[[ Provided information, beginning ]]

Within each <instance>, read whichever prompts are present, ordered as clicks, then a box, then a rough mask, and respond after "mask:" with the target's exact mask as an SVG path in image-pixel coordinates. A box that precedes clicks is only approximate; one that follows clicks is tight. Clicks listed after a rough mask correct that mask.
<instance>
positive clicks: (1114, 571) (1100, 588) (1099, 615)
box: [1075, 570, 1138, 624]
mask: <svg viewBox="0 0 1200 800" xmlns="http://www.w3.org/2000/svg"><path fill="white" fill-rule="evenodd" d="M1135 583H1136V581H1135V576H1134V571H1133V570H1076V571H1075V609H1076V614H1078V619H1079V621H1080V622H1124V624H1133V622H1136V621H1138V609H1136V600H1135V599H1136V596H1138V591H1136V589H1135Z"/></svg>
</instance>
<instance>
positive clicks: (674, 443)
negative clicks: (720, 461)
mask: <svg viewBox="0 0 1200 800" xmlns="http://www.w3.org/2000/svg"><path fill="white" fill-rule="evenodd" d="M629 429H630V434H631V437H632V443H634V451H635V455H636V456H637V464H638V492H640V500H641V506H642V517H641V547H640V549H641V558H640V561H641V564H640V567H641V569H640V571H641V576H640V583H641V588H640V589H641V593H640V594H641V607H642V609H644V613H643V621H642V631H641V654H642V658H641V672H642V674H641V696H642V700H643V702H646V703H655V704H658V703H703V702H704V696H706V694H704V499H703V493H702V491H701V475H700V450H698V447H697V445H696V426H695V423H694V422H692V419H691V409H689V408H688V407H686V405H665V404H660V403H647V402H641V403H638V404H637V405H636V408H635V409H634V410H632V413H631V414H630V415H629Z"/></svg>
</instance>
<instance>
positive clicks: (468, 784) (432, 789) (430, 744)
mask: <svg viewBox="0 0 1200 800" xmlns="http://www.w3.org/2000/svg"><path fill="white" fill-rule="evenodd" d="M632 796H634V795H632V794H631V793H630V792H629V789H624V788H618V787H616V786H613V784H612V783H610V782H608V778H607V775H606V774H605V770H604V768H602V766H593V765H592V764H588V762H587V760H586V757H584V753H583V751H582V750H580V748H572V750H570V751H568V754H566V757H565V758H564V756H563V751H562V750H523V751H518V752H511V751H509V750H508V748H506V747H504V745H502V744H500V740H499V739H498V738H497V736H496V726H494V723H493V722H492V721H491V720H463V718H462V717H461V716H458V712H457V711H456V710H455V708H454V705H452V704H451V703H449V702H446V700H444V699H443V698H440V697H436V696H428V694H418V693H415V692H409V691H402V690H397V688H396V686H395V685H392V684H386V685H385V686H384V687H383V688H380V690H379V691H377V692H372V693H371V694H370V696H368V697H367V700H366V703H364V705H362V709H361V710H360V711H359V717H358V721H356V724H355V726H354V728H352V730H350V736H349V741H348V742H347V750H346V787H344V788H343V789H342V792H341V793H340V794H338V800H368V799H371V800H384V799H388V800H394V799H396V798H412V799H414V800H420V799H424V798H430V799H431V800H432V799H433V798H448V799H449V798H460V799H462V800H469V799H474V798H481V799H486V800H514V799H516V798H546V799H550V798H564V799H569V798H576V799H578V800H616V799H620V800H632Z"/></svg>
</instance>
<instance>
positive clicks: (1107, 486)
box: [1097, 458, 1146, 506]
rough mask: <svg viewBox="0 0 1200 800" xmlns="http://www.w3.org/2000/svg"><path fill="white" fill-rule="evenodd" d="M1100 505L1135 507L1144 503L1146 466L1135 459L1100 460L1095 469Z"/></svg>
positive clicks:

[[ Provided information, end ]]

Reproduce all of the data. Leave every line unchanged.

Answer to the exercise:
Within each <instance>, read whichever prompts are present, ordered as clicks, then a box, then a rough mask, and respond after "mask:" with the target's exact mask as an SVG path in image-pixel coordinates. A box that precedes clicks is only approximate; one that follows clicks is tight. Clicks listed after a rough mask correct that mask.
<instance>
positive clicks: (1114, 571) (1100, 588) (1099, 615)
box: [1075, 570, 1138, 624]
mask: <svg viewBox="0 0 1200 800" xmlns="http://www.w3.org/2000/svg"><path fill="white" fill-rule="evenodd" d="M1135 583H1136V581H1135V576H1134V571H1133V570H1076V571H1075V609H1076V614H1078V619H1079V621H1080V622H1124V624H1133V622H1136V621H1138V609H1136V600H1135V599H1136V596H1138V591H1136V589H1135Z"/></svg>
</instance>
<instance>
positive clicks: (674, 443)
negative clicks: (720, 461)
mask: <svg viewBox="0 0 1200 800" xmlns="http://www.w3.org/2000/svg"><path fill="white" fill-rule="evenodd" d="M629 429H630V434H631V437H632V443H634V451H635V455H636V456H637V464H638V492H640V500H641V506H642V517H641V547H640V549H641V558H640V561H641V564H640V567H641V569H640V571H641V576H640V583H641V588H640V589H641V593H640V594H641V607H642V609H644V613H643V621H642V631H641V654H642V658H641V672H642V674H641V696H642V700H643V702H646V703H655V704H658V703H703V702H704V696H706V694H704V499H703V493H702V491H701V475H700V450H698V447H697V445H696V426H695V423H694V422H692V419H691V409H689V408H688V407H686V405H665V404H660V403H647V402H641V403H638V404H637V405H636V408H635V409H634V410H632V413H631V414H630V415H629Z"/></svg>
</instance>
<instance>
positive clicks: (468, 784) (432, 789) (430, 744)
mask: <svg viewBox="0 0 1200 800" xmlns="http://www.w3.org/2000/svg"><path fill="white" fill-rule="evenodd" d="M632 796H634V795H632V794H631V793H630V792H629V789H624V788H618V787H616V786H613V784H612V783H610V782H608V778H607V775H606V774H605V770H604V768H602V766H593V765H592V764H588V762H587V760H586V757H584V753H583V751H582V750H580V748H572V750H570V751H568V754H566V757H565V758H564V756H563V751H562V750H523V751H518V752H511V751H509V750H508V748H506V747H504V745H502V744H500V740H499V739H498V738H497V736H496V726H494V723H493V722H492V721H491V720H463V718H462V717H461V716H458V712H457V711H456V710H455V708H454V705H452V704H451V703H449V702H446V700H444V699H443V698H440V697H436V696H428V694H418V693H415V692H409V691H402V690H397V688H396V686H395V685H392V684H386V685H385V686H384V687H383V688H380V690H379V691H377V692H372V693H371V694H370V696H368V697H367V700H366V703H364V705H362V709H361V710H360V711H359V717H358V721H356V724H355V726H354V728H352V730H350V736H349V741H348V742H347V750H346V787H344V788H343V789H342V792H341V793H340V794H338V800H368V799H371V800H384V799H388V800H394V799H396V798H412V799H414V800H420V799H424V798H430V799H431V800H432V799H433V798H448V799H449V798H460V799H462V800H469V799H474V798H481V799H486V800H514V799H516V798H546V799H550V798H564V799H569V798H576V799H578V800H616V799H620V800H632Z"/></svg>
</instance>
<instance>
positive clicks: (1107, 486)
box: [1097, 458, 1146, 506]
rough mask: <svg viewBox="0 0 1200 800" xmlns="http://www.w3.org/2000/svg"><path fill="white" fill-rule="evenodd" d="M1100 505L1135 507L1144 503L1146 466L1135 459L1100 460L1095 469Z"/></svg>
positive clicks:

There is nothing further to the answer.